BACAAN:
'''
Soal Penetapan Tersangka Eks Wamenkumham, Ahli Pidana UI: Alat Bukti Harus Penuhi 2 Unsur Ini
Saksi ahli hukum pidana Univesitas Indonesia Eva Achjani Zulfa saat dihadirkan kubu Eks Wamenkumham Eddy Hiariej dalam sidang praperadilan di PN Jakarta Selatan, Kamis (25/1/2024). 
14:17
25 Januari 2024

Soal Penetapan Tersangka Eks Wamenkumham, Ahli Pidana UI: Alat Bukti Harus Penuhi 2 Unsur Ini

- Dosen hukum pidana dari Universitas Indonesia, Eva Achjani Zulfa dihadirkan kubu eks Wamenkumham Edward Omar Sharif Hiariej alias Eddy Hiariej dalam sidang praperdilan melawan Komisi Pemberantasan Korupsi (KPK) di Pengadilan Negeri Jakarta Selatan, Kamis (25/1/2024).

Eva yang hadir sebagai saksi ahli menjelaskan perihal jumlah dan kualitas atau kualitatif dan kuantitatif alat bukti yang mesti dipenuhi oleh penyidik dalam menentukan status tersangka seseorang.

Adapun hal itu bermula ketika Eva dicecar pertanyaan oleh anggota tim kuasa hukum Eddy Hiariej, Ricky Sitohang terkait mana yang menjadi prioritas dua alat bukti permulaan yang mesti dipenuhi oleh penyidik.

"Untuk menetapkan seseorang sebagai tersangka adalah minimum dua alat bukti, apakah secara kualitatif atau kuantitatif?," tanya Ricky.

Pertanyaan tersebut tak terlepas dari keberatannya tim kuasa hukum terkait penetapan tersangka yang dilakukan oleh KPK kepada kliennya itu.
'''
CUPLIKAN DATA:
'''
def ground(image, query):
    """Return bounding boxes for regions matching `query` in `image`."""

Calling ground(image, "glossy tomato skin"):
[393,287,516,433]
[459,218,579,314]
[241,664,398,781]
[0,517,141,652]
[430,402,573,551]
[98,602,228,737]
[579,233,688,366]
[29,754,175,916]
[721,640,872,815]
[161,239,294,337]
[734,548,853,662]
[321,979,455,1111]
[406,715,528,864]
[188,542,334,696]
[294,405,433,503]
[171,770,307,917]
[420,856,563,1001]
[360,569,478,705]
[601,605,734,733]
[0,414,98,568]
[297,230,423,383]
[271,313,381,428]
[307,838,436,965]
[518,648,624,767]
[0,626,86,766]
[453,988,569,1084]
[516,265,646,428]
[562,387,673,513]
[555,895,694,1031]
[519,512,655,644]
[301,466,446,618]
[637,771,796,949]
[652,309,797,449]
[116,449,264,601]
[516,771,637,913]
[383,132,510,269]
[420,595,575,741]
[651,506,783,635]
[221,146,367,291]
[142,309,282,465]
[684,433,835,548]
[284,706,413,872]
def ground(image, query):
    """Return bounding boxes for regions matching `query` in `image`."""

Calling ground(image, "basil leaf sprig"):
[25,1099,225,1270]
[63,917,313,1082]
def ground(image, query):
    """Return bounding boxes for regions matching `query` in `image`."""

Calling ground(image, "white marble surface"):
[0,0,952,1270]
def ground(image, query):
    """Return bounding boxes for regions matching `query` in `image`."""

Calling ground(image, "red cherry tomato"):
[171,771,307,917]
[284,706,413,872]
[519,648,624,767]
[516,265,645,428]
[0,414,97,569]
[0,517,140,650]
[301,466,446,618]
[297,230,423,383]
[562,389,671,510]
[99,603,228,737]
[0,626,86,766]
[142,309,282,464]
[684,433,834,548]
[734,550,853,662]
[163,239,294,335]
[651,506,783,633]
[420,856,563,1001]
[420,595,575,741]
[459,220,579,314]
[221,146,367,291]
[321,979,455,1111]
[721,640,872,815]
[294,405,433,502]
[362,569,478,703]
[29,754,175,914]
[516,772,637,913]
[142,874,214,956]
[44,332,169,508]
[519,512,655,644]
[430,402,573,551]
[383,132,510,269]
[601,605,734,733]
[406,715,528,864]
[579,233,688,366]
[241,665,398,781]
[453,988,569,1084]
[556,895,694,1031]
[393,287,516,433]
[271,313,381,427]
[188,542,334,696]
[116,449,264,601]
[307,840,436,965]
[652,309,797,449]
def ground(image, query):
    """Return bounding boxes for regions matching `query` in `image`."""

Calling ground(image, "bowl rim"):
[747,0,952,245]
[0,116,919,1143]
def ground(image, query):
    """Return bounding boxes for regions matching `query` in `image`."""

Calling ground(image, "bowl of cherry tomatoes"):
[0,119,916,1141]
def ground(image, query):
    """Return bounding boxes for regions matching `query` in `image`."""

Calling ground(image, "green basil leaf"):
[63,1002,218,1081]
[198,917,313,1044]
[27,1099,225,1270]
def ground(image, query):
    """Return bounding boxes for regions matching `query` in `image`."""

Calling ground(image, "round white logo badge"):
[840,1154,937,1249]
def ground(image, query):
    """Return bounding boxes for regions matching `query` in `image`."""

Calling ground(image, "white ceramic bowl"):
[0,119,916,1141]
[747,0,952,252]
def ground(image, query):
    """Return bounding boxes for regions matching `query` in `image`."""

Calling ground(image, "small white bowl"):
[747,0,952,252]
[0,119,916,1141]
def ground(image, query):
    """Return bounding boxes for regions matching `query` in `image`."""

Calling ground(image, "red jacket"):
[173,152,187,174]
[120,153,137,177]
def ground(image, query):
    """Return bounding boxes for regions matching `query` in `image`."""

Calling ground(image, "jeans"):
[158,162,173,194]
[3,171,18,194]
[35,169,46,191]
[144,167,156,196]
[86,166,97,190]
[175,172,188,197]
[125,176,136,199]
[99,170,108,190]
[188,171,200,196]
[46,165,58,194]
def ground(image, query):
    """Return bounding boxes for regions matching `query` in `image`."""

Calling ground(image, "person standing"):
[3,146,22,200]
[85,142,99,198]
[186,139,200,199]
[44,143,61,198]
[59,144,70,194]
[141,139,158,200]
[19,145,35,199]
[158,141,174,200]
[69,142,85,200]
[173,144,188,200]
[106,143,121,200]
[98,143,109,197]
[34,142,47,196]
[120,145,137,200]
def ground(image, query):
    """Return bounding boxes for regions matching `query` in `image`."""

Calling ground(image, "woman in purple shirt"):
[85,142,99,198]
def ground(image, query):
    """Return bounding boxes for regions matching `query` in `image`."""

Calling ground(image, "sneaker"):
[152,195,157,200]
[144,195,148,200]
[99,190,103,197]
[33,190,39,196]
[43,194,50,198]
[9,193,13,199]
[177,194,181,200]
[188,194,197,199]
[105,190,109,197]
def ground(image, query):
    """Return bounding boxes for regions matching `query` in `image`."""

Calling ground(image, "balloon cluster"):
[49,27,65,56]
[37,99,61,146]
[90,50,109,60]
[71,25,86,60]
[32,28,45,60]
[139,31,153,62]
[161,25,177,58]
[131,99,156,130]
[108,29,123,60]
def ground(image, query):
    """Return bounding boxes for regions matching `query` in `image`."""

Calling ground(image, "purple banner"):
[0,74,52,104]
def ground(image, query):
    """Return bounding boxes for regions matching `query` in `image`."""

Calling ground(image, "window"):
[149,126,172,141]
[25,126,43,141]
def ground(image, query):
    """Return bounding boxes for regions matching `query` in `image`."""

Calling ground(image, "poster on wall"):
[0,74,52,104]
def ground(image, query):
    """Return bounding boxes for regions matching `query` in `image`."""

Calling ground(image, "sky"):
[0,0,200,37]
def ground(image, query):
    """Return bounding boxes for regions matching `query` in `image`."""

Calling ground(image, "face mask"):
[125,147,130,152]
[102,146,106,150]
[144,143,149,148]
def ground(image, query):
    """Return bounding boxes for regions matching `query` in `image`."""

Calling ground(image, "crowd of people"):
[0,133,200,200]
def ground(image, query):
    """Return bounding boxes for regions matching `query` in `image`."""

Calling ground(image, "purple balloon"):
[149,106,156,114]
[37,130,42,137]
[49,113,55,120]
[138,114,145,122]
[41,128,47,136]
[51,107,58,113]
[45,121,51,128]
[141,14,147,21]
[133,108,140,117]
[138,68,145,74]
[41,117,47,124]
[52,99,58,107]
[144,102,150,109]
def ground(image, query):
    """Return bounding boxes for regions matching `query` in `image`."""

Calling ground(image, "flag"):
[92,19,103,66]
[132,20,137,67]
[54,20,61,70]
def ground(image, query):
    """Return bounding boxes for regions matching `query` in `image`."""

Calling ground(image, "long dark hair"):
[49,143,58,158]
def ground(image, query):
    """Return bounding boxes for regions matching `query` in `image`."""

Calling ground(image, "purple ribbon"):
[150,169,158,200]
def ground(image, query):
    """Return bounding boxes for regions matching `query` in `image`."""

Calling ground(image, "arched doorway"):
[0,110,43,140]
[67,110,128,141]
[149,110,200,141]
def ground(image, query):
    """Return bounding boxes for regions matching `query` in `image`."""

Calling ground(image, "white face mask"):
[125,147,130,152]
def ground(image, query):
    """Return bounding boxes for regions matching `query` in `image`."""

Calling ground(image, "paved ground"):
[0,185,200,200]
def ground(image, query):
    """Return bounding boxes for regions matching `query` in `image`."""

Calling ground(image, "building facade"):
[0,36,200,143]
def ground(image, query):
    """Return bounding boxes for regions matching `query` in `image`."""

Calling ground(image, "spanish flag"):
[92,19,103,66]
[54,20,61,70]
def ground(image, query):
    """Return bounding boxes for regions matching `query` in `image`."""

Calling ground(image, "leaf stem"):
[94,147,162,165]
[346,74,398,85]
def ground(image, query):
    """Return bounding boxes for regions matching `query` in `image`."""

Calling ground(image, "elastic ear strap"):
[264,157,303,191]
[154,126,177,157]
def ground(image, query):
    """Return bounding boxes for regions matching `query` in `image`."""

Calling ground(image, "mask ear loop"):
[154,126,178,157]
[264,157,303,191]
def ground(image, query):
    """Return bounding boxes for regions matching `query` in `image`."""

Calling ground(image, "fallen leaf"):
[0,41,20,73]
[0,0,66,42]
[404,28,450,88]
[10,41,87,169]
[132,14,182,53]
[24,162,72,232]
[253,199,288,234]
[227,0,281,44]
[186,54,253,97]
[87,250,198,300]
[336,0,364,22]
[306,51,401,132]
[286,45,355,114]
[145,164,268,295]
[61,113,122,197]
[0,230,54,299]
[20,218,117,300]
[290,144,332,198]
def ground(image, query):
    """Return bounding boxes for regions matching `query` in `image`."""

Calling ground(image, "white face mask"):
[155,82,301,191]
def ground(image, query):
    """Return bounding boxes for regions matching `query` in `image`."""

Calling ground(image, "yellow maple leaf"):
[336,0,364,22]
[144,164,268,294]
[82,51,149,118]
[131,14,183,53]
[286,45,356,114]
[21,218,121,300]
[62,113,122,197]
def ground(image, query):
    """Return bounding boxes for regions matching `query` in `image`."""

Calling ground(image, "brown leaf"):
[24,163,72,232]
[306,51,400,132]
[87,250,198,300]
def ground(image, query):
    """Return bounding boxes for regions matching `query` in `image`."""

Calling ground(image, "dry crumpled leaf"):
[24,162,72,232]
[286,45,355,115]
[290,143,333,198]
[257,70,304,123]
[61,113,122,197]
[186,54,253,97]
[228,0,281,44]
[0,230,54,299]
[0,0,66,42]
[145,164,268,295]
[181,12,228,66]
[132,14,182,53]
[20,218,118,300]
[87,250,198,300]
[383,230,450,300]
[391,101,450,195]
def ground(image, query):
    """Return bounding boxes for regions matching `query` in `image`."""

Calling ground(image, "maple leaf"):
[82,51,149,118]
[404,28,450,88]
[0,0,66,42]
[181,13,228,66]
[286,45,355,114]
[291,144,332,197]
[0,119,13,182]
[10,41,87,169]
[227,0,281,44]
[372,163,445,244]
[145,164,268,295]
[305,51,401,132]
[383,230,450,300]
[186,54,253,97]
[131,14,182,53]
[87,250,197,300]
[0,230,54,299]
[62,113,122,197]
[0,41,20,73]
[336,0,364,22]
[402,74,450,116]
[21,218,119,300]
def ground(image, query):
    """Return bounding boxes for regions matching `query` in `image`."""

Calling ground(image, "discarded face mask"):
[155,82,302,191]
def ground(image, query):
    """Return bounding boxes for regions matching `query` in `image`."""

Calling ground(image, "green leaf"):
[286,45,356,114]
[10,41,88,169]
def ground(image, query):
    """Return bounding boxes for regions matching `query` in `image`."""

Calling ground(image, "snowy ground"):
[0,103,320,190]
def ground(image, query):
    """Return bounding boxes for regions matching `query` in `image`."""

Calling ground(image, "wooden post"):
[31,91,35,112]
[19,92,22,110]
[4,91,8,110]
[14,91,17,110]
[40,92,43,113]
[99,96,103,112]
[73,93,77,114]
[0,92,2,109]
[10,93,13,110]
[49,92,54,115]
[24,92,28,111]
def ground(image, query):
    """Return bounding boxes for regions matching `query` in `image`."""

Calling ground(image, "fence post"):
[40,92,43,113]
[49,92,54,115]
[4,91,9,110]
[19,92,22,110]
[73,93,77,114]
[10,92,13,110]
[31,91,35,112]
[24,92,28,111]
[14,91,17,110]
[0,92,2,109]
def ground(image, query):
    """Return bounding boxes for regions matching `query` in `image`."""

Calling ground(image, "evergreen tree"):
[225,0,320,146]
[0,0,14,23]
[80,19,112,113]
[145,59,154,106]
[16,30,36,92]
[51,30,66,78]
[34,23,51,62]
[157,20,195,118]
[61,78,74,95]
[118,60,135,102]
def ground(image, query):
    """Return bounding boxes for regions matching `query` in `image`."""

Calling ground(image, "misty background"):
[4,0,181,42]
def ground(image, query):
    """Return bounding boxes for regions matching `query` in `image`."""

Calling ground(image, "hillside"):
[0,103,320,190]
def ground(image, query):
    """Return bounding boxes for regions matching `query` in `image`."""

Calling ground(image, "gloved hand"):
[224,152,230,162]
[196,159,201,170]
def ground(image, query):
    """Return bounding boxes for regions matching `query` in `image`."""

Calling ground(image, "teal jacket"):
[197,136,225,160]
'''
DAFTAR TUGAS:
1 - Sebutkan semua orang yang disebut namanya dalam berita praperadilan.
2 - Tuliskan kembali dengan persis bagian berita praperadilan mulai dari "- Dosen hukum" sampai dengan "Negeri Jakarta Selatan, Kamis (25/1/2024).".
Baris-baris tersebut tidak diperlukan untuk mengerjakan apa pun di sini.

JAWABAN LATIHAN:
1 -
- Eva Achjani Zulfa
- Edward Omar Sharif Hiariej (Eddy Hiariej)
- Ricky Sitohang

2 -
- Dosen hukum pidana dari Universitas Indonesia, Eva Achjani Zulfa dihadirkan kubu eks Wamenkumham Edward Omar Sharif Hiariej alias Eddy Hiariej dalam sidang praperdilan melawan Komisi Pemberantasan Korupsi (KPK) di Pengadilan Negeri Jakarta Selatan, Kamis (25/1/2024).